# WHAT THIS TASK INVOLVES
The answer must be a single number: the count of lines in these records that hold "dorsal".

# GIVEN ENTRIES
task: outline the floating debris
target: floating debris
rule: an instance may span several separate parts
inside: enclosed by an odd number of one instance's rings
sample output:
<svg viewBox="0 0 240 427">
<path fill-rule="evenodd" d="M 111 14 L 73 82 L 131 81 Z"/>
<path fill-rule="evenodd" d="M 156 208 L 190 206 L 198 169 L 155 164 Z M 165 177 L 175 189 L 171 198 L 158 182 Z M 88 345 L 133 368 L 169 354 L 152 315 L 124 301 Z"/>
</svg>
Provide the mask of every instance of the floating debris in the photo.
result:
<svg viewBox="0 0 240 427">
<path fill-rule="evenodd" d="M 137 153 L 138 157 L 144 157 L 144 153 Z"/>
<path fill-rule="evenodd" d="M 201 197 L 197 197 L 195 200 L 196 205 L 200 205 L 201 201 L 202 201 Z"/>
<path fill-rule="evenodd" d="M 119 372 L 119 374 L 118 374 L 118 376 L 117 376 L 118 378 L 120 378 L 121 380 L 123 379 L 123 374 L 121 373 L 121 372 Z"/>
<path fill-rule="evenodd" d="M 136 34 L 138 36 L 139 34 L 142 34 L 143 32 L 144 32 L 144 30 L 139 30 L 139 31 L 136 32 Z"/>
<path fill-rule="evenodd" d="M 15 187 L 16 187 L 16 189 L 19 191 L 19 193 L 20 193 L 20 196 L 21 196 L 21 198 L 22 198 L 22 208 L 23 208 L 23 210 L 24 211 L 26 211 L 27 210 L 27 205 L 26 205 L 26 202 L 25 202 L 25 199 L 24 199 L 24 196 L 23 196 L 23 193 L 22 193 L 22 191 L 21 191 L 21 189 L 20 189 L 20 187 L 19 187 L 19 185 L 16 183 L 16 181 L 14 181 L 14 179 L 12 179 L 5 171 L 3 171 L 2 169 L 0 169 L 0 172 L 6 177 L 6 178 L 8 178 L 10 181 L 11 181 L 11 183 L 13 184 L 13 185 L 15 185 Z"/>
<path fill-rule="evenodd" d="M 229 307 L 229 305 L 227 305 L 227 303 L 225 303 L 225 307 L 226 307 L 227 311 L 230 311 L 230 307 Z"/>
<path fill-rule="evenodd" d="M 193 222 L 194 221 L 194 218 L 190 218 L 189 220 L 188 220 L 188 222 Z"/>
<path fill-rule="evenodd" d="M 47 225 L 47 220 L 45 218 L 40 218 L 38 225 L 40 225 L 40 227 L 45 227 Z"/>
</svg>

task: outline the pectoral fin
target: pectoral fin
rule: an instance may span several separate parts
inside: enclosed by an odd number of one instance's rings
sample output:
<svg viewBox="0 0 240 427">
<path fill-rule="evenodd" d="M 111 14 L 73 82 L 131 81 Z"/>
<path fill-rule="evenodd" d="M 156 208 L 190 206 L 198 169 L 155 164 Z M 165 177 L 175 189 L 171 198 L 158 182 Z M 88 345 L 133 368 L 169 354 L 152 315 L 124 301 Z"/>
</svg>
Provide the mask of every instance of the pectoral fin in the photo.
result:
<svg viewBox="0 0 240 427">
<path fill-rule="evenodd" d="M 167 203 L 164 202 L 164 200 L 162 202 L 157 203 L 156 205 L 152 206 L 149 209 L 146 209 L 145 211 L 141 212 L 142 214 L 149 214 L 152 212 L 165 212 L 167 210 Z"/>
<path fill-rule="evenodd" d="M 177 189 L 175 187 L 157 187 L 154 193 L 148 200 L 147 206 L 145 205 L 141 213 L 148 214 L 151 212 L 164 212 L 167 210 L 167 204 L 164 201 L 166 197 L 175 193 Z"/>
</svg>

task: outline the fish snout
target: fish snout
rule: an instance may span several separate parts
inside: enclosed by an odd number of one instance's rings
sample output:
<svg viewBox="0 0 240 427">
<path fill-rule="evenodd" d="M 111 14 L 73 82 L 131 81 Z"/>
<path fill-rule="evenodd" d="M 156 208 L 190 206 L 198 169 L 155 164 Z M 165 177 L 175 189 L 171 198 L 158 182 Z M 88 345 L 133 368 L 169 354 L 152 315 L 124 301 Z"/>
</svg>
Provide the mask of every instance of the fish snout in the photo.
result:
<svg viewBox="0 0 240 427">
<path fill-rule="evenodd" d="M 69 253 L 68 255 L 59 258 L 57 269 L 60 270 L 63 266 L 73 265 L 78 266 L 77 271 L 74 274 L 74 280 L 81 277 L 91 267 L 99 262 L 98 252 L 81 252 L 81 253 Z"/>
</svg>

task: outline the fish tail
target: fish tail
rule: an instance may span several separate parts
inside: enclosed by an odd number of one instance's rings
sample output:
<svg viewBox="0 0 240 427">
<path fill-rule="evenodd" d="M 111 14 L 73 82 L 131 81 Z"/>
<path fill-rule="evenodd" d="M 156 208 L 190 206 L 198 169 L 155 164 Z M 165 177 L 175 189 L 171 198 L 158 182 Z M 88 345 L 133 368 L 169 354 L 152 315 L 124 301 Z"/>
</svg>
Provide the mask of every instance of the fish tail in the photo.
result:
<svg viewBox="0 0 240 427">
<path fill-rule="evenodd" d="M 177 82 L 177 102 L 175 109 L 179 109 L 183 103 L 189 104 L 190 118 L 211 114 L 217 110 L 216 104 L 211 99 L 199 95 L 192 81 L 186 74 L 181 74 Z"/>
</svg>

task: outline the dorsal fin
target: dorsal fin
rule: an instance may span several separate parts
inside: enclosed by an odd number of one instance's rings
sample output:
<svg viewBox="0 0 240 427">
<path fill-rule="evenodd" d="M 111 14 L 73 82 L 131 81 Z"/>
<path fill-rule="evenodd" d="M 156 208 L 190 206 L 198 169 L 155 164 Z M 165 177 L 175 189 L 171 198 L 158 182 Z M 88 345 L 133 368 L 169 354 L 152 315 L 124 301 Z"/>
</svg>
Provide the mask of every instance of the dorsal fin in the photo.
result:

# RESULT BELOW
3